2. The fault analysis method according to claim 1 ,
wherein, in the first step, the fault analysis system creates the behavioral models of the monitoring target system by means of a machine learning algorithm to which the monitoring data is input.
3. The fault analysis method according to claim 1 ,
wherein, in the second step, the fault analysis system calculates the differences between each of the consecutive behavioral models from a sum total of absolute values of the differences between weighted values for each edge of the behavioral models in each case, or calculates these same differences from the root mean square of the differences in the weighted values for each edge of the behavioral models, or calculates these same differences from a maximum value of the absolute values of the differences between the weighted values for each edge which the behavioral models comprise.
4. The fault analysis method according to claim 1 ,
wherein, in the third step, the fault analysis system notifies the user of all the periods in which the behavior of the monitoring target system is estimated to have changed, and
notifies the user selectively of log information on logs in the period selected by the user from among the notified periods.

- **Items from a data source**
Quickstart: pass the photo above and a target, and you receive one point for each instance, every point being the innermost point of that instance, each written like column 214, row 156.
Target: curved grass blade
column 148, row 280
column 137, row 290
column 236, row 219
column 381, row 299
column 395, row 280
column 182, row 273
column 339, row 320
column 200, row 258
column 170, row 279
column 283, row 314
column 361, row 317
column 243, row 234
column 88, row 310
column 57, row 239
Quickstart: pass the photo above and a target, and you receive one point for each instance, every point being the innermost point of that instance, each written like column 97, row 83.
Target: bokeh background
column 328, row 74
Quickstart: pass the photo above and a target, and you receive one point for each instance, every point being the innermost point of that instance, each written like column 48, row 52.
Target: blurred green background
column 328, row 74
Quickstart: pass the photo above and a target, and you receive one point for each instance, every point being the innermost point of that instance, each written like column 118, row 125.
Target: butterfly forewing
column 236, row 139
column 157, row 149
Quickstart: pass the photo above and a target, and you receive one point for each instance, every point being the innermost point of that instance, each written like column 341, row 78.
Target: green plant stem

- **Exercise requirements**
a. In the fault analysis claims, what does the system use to create the behavioral models of the monitoring target system in the first step?
b. Write the next part of the fault analysis claims, starting after the point where they stop.

- **Expected outputs**
a. A machine learning algorithm to which the monitoring data is input.

b.
5. The fault analysis method according to claim 2 ,
wherein, in the first step, the fault analysis system creates the behavioral models of the monitoring target system by means of a plurality of the machine learning algorithm respectively,
wherein, in the second step, the fault analysis system estimates each of the periods in which the behavior of the monitoring target system has changed based on the size of the differences between each of the behavioral models created by the machine learning algorithm, for each of the machine learning algorithms, and consolidates information relating to the same period for each of the periods in which the behavior of the monitoring target system has changed and which were estimated using each of the machine learning algorithms, and
wherein, in the third step, the fault analysis system notifies the user of information relating to the consolidated periods.
6. The fault analysis method according to claim 5 ,
wherein, in the third step, the fault analysis system notifies the user of the periods in which the behavior of the monitoring target system has changed and which were estimated based on the behavioral models created by the machine learning algorithms, by dividing up these periods according to each machine learning algorithm, in response to a request from the user.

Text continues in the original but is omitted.